To be done
Starting at the line containing "Target: green foliage" and ending at the end of the data, rewrite those lines with "single dot" changed to "small dot" and nothing else altered. Return only that portion.

[Coordinate annotation entries]

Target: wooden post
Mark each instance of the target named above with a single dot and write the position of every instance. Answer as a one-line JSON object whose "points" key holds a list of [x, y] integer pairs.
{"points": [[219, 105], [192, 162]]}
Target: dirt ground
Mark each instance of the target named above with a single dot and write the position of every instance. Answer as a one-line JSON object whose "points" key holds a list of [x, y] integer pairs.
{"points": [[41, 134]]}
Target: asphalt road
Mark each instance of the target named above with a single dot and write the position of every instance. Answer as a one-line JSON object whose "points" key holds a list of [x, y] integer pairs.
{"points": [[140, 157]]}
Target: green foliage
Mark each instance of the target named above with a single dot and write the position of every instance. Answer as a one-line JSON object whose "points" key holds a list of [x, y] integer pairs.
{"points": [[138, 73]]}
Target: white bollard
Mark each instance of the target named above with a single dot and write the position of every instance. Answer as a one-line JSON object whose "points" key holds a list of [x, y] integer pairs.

Worked answer
Target: green foliage
Mark each instance of the target named above with a small dot and write the position of every instance. Answer as a one-line JSON object whose "points" key holds a list of [x, y] integer pairs.
{"points": [[138, 73]]}
Target: white bollard
Mark each instance of the target named above with a small dot and write the position of every instance. Answer as a one-line JSON object whose "points" key holds a list of [x, y] integer pairs.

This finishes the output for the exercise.